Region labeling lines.

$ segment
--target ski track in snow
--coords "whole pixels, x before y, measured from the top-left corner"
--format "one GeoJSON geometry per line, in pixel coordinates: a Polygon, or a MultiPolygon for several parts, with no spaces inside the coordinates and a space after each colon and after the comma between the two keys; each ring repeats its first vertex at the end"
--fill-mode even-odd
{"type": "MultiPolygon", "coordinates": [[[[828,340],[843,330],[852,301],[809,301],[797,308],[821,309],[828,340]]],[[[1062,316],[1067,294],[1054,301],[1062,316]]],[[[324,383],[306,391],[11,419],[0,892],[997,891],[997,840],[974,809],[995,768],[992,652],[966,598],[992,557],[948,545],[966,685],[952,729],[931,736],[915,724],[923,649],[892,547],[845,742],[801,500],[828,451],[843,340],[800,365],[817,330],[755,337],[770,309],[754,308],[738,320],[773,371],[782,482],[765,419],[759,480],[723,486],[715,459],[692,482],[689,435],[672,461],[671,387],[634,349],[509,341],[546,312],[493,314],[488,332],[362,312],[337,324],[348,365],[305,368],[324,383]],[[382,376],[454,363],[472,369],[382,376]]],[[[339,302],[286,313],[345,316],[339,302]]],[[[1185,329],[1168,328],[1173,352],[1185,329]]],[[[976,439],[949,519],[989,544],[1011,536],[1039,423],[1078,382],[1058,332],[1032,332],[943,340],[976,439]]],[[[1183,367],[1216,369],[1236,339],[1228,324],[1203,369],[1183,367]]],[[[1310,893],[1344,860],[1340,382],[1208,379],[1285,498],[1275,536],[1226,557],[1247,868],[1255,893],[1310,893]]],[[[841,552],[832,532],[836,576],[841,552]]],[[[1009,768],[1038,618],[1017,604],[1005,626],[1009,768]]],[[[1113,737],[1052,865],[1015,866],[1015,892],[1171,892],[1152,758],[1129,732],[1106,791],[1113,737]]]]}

REQUIREMENT. Please repeat these lines with "top-left corner" replaced by "upper-left corner", keeping everything else the same.

SOLUTION TO THE PROBLEM.
$ segment
--target ski track in snow
--coords "whole pixels, x before y, measured from the upper-left corner"
--format "one GeoJSON geometry per line, in pixel coordinates: a Polygon, or a MultiPolygon for several parts, with no spaces inside the coordinates and a space after each colon and after the comma between the two keys; each ring repeats its first vertex at the end"
--fill-mode even-odd
{"type": "MultiPolygon", "coordinates": [[[[828,340],[843,330],[852,301],[809,301],[797,308],[821,309],[828,340]]],[[[1062,316],[1067,294],[1054,301],[1062,316]]],[[[324,383],[306,391],[11,419],[0,892],[997,891],[997,840],[974,809],[995,768],[992,652],[966,598],[992,557],[948,545],[966,685],[952,729],[931,736],[915,724],[923,649],[892,547],[845,742],[801,500],[828,451],[843,340],[800,365],[817,330],[755,337],[770,309],[754,308],[738,320],[773,371],[782,482],[765,419],[759,480],[723,486],[715,459],[692,482],[689,435],[672,461],[671,387],[634,349],[509,341],[546,312],[493,314],[488,332],[362,312],[337,324],[348,365],[305,368],[324,383]],[[382,376],[454,363],[472,369],[382,376]]],[[[339,302],[286,313],[345,316],[339,302]]],[[[1185,329],[1168,328],[1173,352],[1185,329]]],[[[976,439],[949,519],[989,544],[1011,536],[1039,423],[1078,382],[1058,332],[1032,332],[943,340],[976,439]]],[[[1183,367],[1216,369],[1236,339],[1228,324],[1203,369],[1183,367]]],[[[1310,893],[1344,860],[1340,382],[1208,379],[1285,498],[1275,536],[1226,557],[1247,868],[1255,893],[1310,893]]],[[[841,552],[832,532],[836,576],[841,552]]],[[[1009,768],[1038,618],[1017,604],[1005,626],[1009,768]]],[[[1113,737],[1052,865],[1015,866],[1015,892],[1171,892],[1152,758],[1129,732],[1106,791],[1113,737]]]]}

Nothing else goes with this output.